::: Information supplied :::

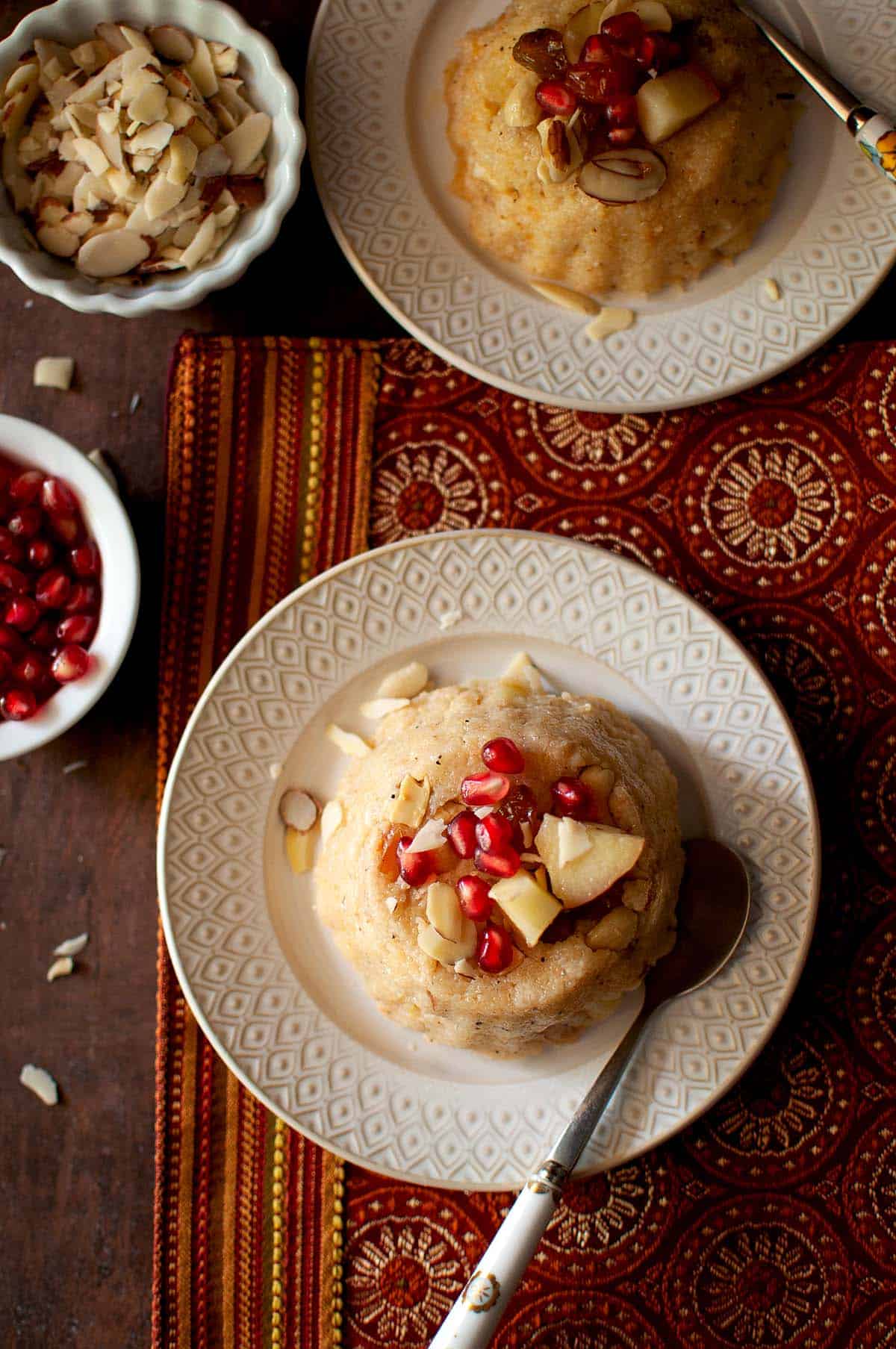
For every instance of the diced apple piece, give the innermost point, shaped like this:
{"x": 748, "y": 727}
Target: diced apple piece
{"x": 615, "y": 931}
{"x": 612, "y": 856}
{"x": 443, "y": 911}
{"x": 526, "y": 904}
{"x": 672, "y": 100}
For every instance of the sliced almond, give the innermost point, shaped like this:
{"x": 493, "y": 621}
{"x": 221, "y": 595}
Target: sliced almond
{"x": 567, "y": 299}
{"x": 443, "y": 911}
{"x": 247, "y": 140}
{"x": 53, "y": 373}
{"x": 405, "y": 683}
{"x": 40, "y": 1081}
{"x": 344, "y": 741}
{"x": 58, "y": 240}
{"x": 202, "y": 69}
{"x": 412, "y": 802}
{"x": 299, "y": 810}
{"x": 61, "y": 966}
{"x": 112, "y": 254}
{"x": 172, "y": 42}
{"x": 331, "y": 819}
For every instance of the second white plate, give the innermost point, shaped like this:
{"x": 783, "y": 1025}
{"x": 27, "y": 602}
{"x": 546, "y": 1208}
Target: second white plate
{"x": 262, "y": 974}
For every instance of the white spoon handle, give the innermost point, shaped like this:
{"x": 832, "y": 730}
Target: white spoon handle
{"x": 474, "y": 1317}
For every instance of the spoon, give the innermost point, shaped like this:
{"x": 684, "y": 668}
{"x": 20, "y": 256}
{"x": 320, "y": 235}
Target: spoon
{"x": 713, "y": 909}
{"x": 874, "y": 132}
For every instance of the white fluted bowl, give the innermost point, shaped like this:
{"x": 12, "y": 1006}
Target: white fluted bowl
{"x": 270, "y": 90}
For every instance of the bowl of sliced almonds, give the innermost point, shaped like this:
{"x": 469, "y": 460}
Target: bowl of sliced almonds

:::

**Exercise aim:**
Give every line of the listing above again, exactly, with no images.

**Written reply:**
For every instance of the diced apple piece, give the innermost point, shaped like this:
{"x": 748, "y": 727}
Target: diced apple piece
{"x": 615, "y": 931}
{"x": 612, "y": 856}
{"x": 443, "y": 911}
{"x": 526, "y": 904}
{"x": 672, "y": 100}
For every instance of the sliced almond, give the innermost point, shaped like this:
{"x": 493, "y": 621}
{"x": 221, "y": 595}
Target: sliced almond
{"x": 567, "y": 299}
{"x": 443, "y": 911}
{"x": 247, "y": 140}
{"x": 53, "y": 373}
{"x": 405, "y": 683}
{"x": 40, "y": 1081}
{"x": 344, "y": 741}
{"x": 58, "y": 240}
{"x": 202, "y": 69}
{"x": 412, "y": 802}
{"x": 299, "y": 810}
{"x": 61, "y": 966}
{"x": 112, "y": 254}
{"x": 172, "y": 42}
{"x": 331, "y": 819}
For every instance of the second white plate, give the innermost point, shaped like this:
{"x": 783, "y": 1025}
{"x": 27, "y": 602}
{"x": 546, "y": 1208}
Target: second white plate
{"x": 262, "y": 974}
For every instance of the white spoon handle, give the innermost point, shaped like this:
{"x": 832, "y": 730}
Target: white spoon handle
{"x": 474, "y": 1317}
For every instance of the spoon, give the innermost point, shaped like this:
{"x": 684, "y": 668}
{"x": 20, "y": 256}
{"x": 320, "y": 235}
Target: spoon
{"x": 713, "y": 909}
{"x": 874, "y": 132}
For every instance of the white fluted bowl, give the innermost point, shaped like this:
{"x": 12, "y": 1006}
Target: white fluted bowl
{"x": 270, "y": 90}
For every instance of the bowl of sliced almonds, give the innermost point, shaped like this:
{"x": 469, "y": 460}
Target: bowl of sliced almonds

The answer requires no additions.